= Passage =
────────────────────
Adjustments Intelligence
Analysis of Polkey reductions, contributory fault, and ACAS Code adjustments across 290 contested cases where adjustments were applied.
Polkey reductions
Where the tribunal finds that even without the unfair procedure, dismissal would or might have occurred, a Polkey reduction reflects the percentage chance the claimant would have been fairly dismissed.
Distribution
Recent cases (10 of 134)
Tribunal found a proper investigation involving claimant's input would probably have taken about six months. There was a 33% chance the claimant's conduct regarding failure to obtain OFSI licences and leases for Regency Court and Queen's Gate Terrace would have been found sufficiently negligent and/or in breach of fiduciary duty to warrant dismissal had a fair procedure been adopted.
25% reduction applied to compensatory award reflecting the chance that a fair dismissal procedure may have resulted in dismissal
Tribunal found claimant would have been dismissed in any event had a fair procedure been followed, given the egregious nature of the comments (suicide bomber, racial and sexual harassment) which amounted to unlawful harassment under the Equality Act 2010. Dismissal would have occurred by the same date.
The tribunal found that if the respondent had acted fairly, they would have discovered the claimant had twice breached confidentiality rules but found no basis for allegations of dishonesty or collusion. A fair procedure would have taken a further four weeks, after which there was a 75% chance the respondent would have fairly dismissed the claimant. The claimant had some mitigation based on the circumstances he found himself in.
Claimant's dismissal by reason of redundancy was inevitable. A fair consultation would have taken a further two weeks. Financial loss limited to two weeks net pay plus pension, but notice pay already received resulted in zero financial loss apart from loss of statutory rights.
2/3rds chance that a fair-minded independent appeal panel, taking note that the claimant was a disabled person, would have given the claimant a further 3 months to return to work, bearing in mind his 20 years' service
60% chance the claimant would still have been dismissed even with a fair procedure, taking into account allegations of breach of confidentiality and possible bad-mouthing of management. The tribunal considered this dismissal, if conducted fairly following a proper investigation, would have been within the range of reasonable responses.
There was a 25% chance the Claimant could have been fairly dismissed for misconduct, as the result of a further finding of misconduct during the currency of a live final written warning. A fair process was unlikely to uphold failure to follow reasonable instruction or find gross misconduct, but might have found misconduct based on witness evidence about the manner in which he spoke to Miss Paine.
Even with a fair process, Mr Joo would have been dismissed. Any fair investigation would have concluded Mr Joo committed serious misconduct (ceasing work and threatening employer) about which he was unrepentant. In those circumstances Mr Chung would have reached the same conclusion. There was no real likelihood the situation could have been deescalated. 100% Polkey reduction applied to compensatory award.
────────────────────
= Stored data =

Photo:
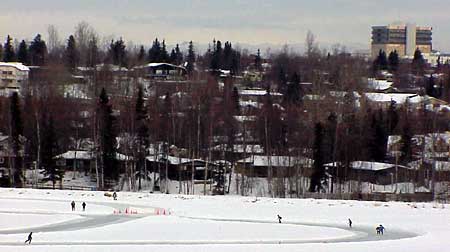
────────────────────
= What is asked =
**1.** In the adjustments text, how many contested cases does the analysis cover?
**2.** Retype everything in the adjustments text from "Adjustments Intelligence" down to "been fairly dismissed.".

= Worked solutions =
**1.** It covers 290 contested cases where adjustments were applied.

**2.**
Adjustments Intelligence
Analysis of Polkey reductions, contributory fault, and ACAS Code adjustments across 290 contested cases where adjustments were applied.
Polkey reductions
Where the tribunal finds that even without the unfair procedure, dismissal would or might have occurred, a Polkey reduction reflects the percentage chance the claimant would have been fairly dismissed.